Your task
Which lines in the records below contain the word "instance", with case counting? Select and copy every one of them.

Object point labels

********

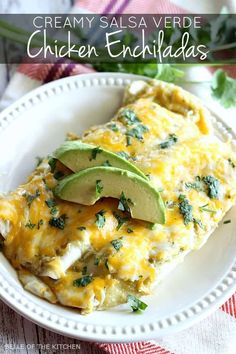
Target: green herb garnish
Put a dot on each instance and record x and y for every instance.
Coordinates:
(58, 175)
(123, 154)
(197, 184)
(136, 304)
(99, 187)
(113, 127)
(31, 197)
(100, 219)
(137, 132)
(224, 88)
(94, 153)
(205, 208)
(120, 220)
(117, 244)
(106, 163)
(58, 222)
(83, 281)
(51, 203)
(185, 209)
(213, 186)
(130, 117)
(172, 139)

********

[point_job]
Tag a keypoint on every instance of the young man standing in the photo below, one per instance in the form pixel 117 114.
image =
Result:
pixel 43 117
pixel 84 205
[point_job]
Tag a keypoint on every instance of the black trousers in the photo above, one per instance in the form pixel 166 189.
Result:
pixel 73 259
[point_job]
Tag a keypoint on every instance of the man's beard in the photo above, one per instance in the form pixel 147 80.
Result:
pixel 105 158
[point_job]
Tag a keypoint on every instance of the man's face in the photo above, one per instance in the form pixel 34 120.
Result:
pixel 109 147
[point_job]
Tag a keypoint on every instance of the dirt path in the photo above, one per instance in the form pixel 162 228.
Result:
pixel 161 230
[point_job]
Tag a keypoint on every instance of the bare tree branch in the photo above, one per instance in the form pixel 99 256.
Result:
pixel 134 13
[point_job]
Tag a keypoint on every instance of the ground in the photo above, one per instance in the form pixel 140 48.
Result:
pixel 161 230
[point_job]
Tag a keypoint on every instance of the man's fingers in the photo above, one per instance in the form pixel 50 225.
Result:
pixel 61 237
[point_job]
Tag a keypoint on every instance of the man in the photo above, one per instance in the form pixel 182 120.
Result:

********

Response to this exercise
Put a dot on each instance and record x and y for every instance.
Tag a keypoint on every instance of the young man standing in the photo below, one per instance in the form pixel 117 114.
Tag a keypoint on every instance of the black trousers in the photo above, one per instance in the form pixel 166 189.
Tag a keypoint on every instance of the man's beard in the photo above, one per instance in the form pixel 147 80.
Tag a keypoint on every instance of the man's face in the photo above, one per instance in the form pixel 34 120.
Tag a keypoint on every instance of the dirt path in the photo above, one per instance in the form pixel 162 228.
Tag a keypoint on every instance of the bare tree branch in the photo above, one per instance in the form pixel 99 256.
Tag a keypoint on every instance of the ground in the photo above, one per instance in the form pixel 140 48.
Tag a keypoint on every instance of the man's fingers in the photo above, one per instance in the form pixel 50 225.
Tag a keypoint on every instance of the man in the photo above, one per instance in the form pixel 182 120.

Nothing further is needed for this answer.